- **Work instructions**
According to the passage on screen exploration by visually impaired users, what is one limitation of the absolute mode method?

- **Source passage**
..............................

Subsequently, we lightened the tutorial and grouped together the shapes and functionalities in the same interface. Likewise, we improved the interface with larger shapes, more indication of their location and with the presence of a red border all around the interface allowing the user to know when he was exiting the screen.
With the tutorial, we also studied the problem of the location of the point of perception in the digital space. Though, differences between relative and absolute mode were observed. For the first mode (relative mode), given the fact that visually impaired users were using a mouse to move around the screen, they could not know where their cursor was.
Even though we added a border to warn users that they were approaching the edge of the screen, that was not enough for them to know at each moment where their cursor was on the screen. Only in the tutorial did we put different colours so that the user would know where the shape on the screen was by pressing the left click on the MIT5.
In other words, in relative mode, the user had no clue to understand and know where his cursor was when they were exploring a map. Therefore, in absolute mode, with the use of the smartphone, the user could know where his cursor was on the screen. When he put his finger at the top right on the screen of the smartphone (in landscape mode), the cursor was indeed at the top right of the computer screen.
One of the limitations of this method is the ratio between the screen size of the smartphone and of the computer. A slight discrepancy was felt. Anyway, with this method, the user understood that it was necessary to put his finger in the centre of the smartphone to find the shape which was centred on the screen. The same was true for map exploration since the path was always centred. As we always invited users to start from the bottom centre and go up, we had thought of putting pellets on the smartphone to facilitate and help the user find the middle on each side of the smartphone.
Once we were able to experience our system with two others visually impaired people who weren’t born blind, we realized that there was a difference between people who were born blind and people who gradually lost their sight. This difference is observed both in different gestures but also in another understanding of space. We will come back to this point later.
When we created a map for the first time, we innocently oriented it using cardinal points. We suggested that visually impaired and blind people would have the same facility to navigate and explore a map regardless of its orientation. However, in spatial coding, the most important factor is to be able to rely on reference information because it allows to keep track of and continuously update objects’ position in space. The cognitive representation of space is given by the reciprocal relationships between entities in the environment. To create reference points during coding, it is interesting and relevant to note the location, distance or directions to take to continue the way (Millar, 1975 ; 1976 ; 1979 ; 1981 ; 1985 ; 2000).

..............................

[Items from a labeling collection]
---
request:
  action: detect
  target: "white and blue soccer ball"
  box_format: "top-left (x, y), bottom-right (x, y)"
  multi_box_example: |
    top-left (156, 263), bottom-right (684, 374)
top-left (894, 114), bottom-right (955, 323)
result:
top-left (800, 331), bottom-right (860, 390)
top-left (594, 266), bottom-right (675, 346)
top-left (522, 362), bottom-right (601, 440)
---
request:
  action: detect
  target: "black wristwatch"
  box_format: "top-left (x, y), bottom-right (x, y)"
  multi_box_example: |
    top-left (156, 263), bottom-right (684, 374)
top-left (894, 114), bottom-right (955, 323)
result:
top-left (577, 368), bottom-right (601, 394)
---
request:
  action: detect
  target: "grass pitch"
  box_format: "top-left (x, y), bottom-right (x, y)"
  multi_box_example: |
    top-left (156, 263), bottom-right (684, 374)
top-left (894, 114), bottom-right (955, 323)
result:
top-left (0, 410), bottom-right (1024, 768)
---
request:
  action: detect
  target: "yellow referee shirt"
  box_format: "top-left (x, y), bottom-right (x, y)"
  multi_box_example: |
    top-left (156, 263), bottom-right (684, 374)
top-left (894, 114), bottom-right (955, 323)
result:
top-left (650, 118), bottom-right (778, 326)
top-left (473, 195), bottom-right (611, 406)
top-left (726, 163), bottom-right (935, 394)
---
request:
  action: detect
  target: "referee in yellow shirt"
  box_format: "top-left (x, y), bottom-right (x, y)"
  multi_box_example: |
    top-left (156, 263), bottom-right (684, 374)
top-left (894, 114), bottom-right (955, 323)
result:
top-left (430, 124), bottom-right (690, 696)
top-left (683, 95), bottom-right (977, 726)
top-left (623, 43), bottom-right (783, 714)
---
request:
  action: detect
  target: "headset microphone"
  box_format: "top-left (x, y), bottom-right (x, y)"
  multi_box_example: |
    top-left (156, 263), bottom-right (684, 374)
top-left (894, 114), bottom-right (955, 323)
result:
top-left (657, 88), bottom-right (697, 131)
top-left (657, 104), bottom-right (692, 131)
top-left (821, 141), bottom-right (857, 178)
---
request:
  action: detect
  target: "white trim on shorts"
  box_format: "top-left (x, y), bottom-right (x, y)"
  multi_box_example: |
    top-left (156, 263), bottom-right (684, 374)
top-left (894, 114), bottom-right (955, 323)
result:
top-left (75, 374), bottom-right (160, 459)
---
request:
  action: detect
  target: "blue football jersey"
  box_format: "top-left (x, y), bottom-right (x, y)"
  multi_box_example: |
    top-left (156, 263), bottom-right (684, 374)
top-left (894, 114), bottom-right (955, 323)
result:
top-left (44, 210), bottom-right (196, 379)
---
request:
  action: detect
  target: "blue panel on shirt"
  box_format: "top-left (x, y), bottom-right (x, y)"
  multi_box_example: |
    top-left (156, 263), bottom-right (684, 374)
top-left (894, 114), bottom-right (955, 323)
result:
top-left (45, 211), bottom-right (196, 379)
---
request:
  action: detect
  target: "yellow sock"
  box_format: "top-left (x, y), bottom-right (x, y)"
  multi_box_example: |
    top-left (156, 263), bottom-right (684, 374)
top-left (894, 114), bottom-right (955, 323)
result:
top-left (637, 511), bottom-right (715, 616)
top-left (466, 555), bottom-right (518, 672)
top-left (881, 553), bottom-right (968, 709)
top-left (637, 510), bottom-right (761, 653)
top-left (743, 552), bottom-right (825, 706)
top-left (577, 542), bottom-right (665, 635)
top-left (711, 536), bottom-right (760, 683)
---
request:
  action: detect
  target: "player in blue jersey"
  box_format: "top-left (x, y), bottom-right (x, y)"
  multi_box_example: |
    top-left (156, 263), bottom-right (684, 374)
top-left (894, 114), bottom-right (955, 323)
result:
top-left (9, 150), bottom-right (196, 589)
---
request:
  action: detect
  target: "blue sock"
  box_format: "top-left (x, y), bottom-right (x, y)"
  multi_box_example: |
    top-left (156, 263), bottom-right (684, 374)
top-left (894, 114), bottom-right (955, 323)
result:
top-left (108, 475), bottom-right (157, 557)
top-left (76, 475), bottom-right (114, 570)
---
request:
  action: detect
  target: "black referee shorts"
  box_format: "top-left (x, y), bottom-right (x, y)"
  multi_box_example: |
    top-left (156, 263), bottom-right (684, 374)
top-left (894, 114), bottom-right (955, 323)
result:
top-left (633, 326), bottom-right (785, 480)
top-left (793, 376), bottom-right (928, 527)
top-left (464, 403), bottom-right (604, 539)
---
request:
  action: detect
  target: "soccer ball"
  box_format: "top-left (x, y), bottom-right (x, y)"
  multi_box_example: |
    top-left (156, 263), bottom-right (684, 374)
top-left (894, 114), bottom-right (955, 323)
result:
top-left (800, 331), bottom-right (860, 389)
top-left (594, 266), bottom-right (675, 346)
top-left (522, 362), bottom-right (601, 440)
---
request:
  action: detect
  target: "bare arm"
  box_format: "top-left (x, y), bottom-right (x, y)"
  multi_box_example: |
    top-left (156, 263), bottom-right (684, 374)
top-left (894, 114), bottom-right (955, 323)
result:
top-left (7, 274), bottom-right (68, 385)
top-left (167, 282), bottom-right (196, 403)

..............................

- **Solution below**
The ratio between the screen size of the smartphone and that of the computer.